Problems:
**1.** How would you translate this sentence from the Lily Rabe article into Spanish: "In the latest episode, “Gaslight,” Doris is finally pushed to her limits and Rabe opens up to ET about her tragic demise while also teasing what’s next for the second half of the season, “Death Valley.”"?
**2.** Can you quote the Lily Rabe article, starting with "In the latest" and going on through "into a vampire."?

Supplied text:
** START **

Rabe chats with ET about the events of 'Gaslight,' the latest episode of 'American Horror Story: Double Feature.'
Back for her ninth installment, Lily Rabe once again shines as Doris Gardner in American Horror Story: Double Feature. In the first half, “Red Tide,” the actress plays a pregnant, struggling interior designer who moves with her husband and daughter to isolated Provincetown, Massachusetts, where they find themselves terrorized by the hidden horrors of the town.
In the latest episode, “Gaslight,” Doris is finally pushed to her limits and Rabe opens up to ET about her tragic demise while also teasing what’s next for the second half of the season, “Death Valley.”
[Warning: Spoilers for the first five episodes of American Horror Story: Double Feature.]
Needing a place to go where Harry (Finn Wittrock) could work on his screenplay, the family ended up at the beachside home after Doris won a design contest and was given permission by the owners, the unseen Browns, to give the place a makeover. Excited to finally have a chance to prove herself, it quickly became that her career ambitions came second to Harry’s as his struggle to write drove him to take a mysterious pill that unlocked his creative genius but also turned him into a vampire.

** END **

Dataset content:

** START **

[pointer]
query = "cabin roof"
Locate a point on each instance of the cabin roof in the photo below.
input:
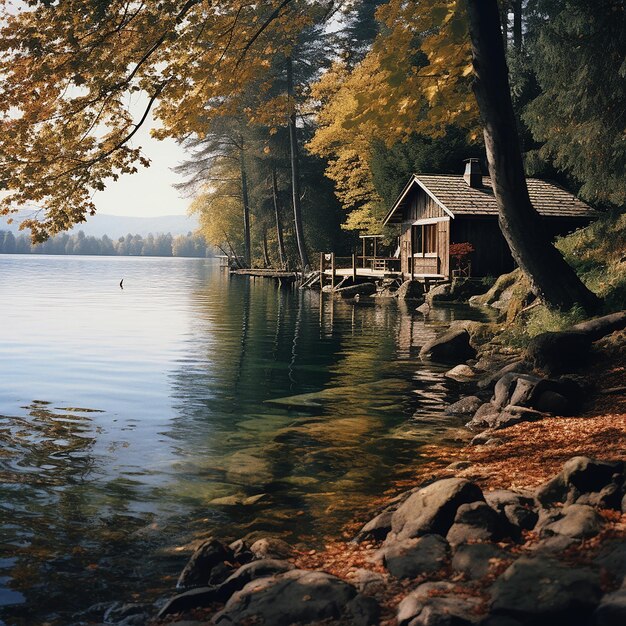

** END **

The results:
**1.** En el episodio más reciente, “Gaslight”, Doris por fin es llevada al límite, y Rabe se sincera con ET sobre su trágico final, a la vez que adelanta lo que viene en la segunda mitad de la temporada, “Death Valley”.

**2.**
In the latest episode, “Gaslight,” Doris is finally pushed to her limits and Rabe opens up to ET about her tragic demise while also teasing what’s next for the second half of the season, “Death Valley.”
[Warning: Spoilers for the first five episodes of American Horror Story: Double Feature.]
Needing a place to go where Harry (Finn Wittrock) could work on his screenplay, the family ended up at the beachside home after Doris won a design contest and was given permission by the owners, the unseen Browns, to give the place a makeover. Excited to finally have a chance to prove herself, it quickly became that her career ambitions came second to Harry’s as his struggle to write drove him to take a mysterious pill that unlocked his creative genius but also turned him into a vampire.